Please retype the listing below exactly as it stands, skipping any pictures.

Top of DATASET RECORDS

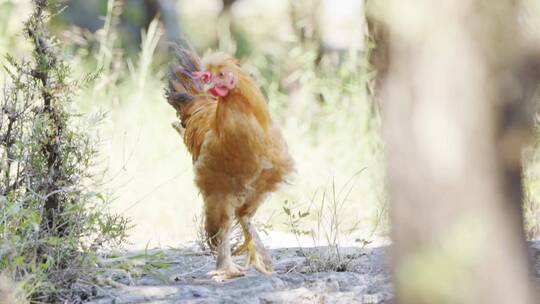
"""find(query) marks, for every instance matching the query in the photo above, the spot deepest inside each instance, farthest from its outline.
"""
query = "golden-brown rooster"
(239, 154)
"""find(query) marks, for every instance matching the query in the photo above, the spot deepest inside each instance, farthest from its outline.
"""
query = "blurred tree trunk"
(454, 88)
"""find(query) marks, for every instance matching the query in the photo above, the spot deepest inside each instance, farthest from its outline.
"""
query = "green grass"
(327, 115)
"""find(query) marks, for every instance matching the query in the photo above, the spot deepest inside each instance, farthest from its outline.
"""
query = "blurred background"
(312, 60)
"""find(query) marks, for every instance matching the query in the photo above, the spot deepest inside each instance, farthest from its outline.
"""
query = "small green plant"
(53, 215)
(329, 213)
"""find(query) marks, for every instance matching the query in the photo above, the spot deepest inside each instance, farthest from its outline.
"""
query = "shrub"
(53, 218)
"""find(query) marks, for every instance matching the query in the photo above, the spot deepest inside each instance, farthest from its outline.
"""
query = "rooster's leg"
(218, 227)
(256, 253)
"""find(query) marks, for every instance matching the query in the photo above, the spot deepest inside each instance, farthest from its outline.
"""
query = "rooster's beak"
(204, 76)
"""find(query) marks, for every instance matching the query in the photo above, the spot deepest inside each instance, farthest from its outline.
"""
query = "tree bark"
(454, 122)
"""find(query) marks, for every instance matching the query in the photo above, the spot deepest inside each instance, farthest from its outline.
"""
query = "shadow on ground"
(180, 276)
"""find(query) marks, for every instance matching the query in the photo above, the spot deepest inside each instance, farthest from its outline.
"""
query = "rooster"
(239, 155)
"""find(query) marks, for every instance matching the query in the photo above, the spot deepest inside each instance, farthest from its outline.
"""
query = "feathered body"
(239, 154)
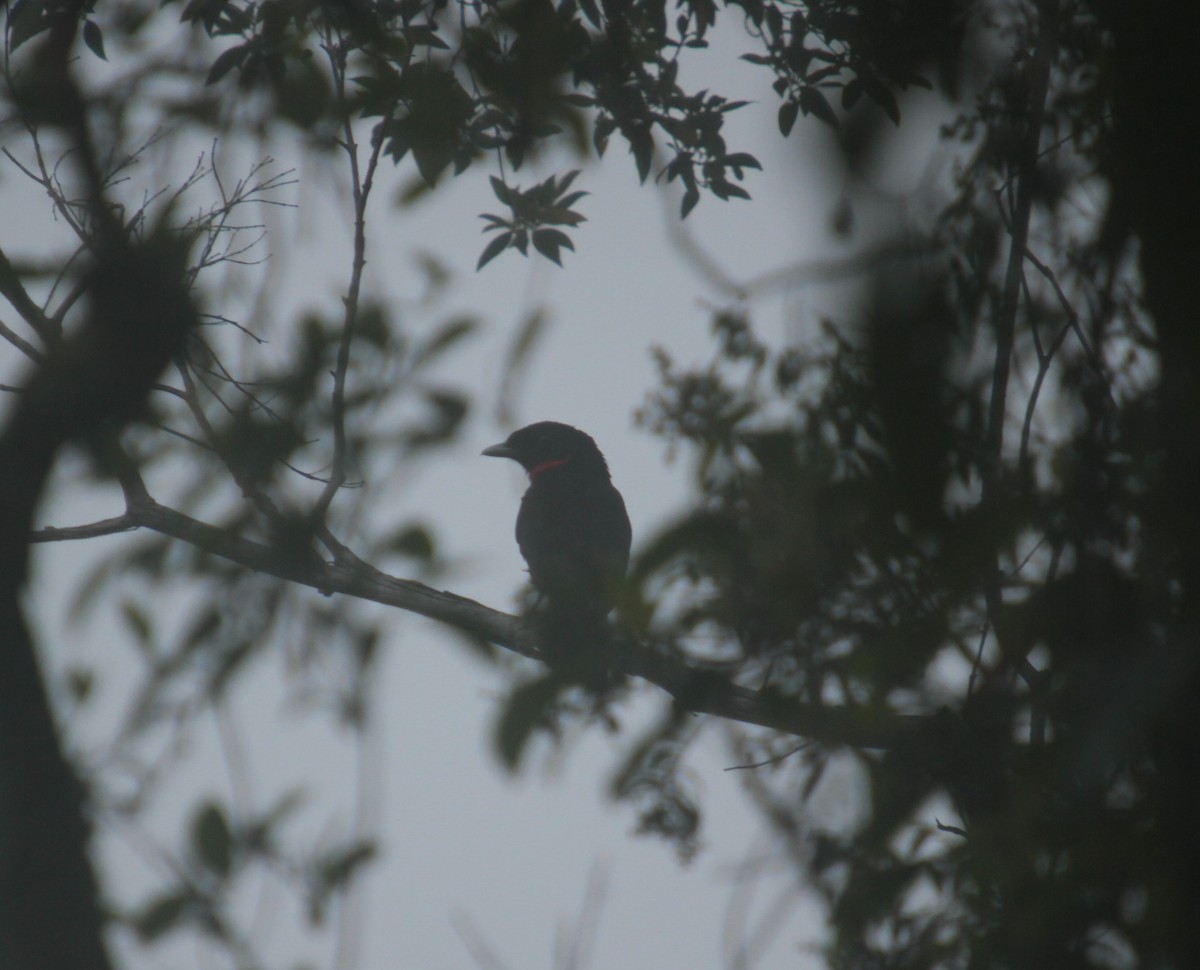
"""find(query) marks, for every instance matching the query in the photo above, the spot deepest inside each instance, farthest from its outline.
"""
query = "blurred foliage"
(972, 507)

Bottom of DATASET RECORDS

◆ **WRITTEN ANSWER**
"""find(query) marks, for every instance matching the query in the photo above, the spot deepest inside each instance, farthest from its outline.
"""
query = "golden-brown rooster"
(239, 154)
"""find(query) marks, for every instance matching the query in the photo above, the spot deepest inside each instance, farthest from its outline.
"""
query = "blurred tree trunk"
(454, 88)
"""find(query) marks, for every instance matching the query in the photo above, the spot deepest inside each instance, farthest from its outline.
"""
query = "green grass"
(327, 115)
"""find(query) marks, for every instance matching the query in the photo above, the spot deepest inside each instance, farthest from its outline.
"""
query = "blurred background"
(312, 60)
"""find(query) marks, for every instance matching the query in the photo above, the spot deepest inside each instance, farthest from its outline.
"""
query = "small green plant"
(53, 215)
(329, 213)
"""find(query) marks, for every instance matching the query in the photo above, the spot deepest inside each instance, farthest from its outline.
"""
query = "shrub"
(53, 218)
"""find(query) marks, for every instance matching the query in the photo above, the spot deepest inside each instance, farthest from its outline.
"""
query = "rooster's leg"
(218, 227)
(256, 253)
"""find(query) marks, for every instance matching the query in the photo above, the spot deepest inside each instance, farthest from its outline.
"""
query = "rooster's beak"
(204, 76)
"""find(query) marks, for every instance matching the query in the photo above, the spot deepest inside each instance, farthest from its outline.
"""
query = "tree bark"
(454, 122)
"""find(query) marks, for every instance matching the query in the photo above, the spot deepest inside each instance, farthest from its outline.
"""
query = "shadow on ground"
(180, 276)
"""find(query) marks, for every instance matching the query in the photo above, the spot deepest inside each instance, farthest from its outline.
"""
query = "rooster"
(239, 155)
"""find(query) marks, for every instance matching the query in the photo above, the spot deepest inside each instance, farthest from its outline.
"""
query = "feathered body"
(239, 154)
"""find(query) marks, for every instance matching the query in the photo above, the spot deepest inside each instance, farthest from its outline.
"""
query = "blurred foliage"
(972, 507)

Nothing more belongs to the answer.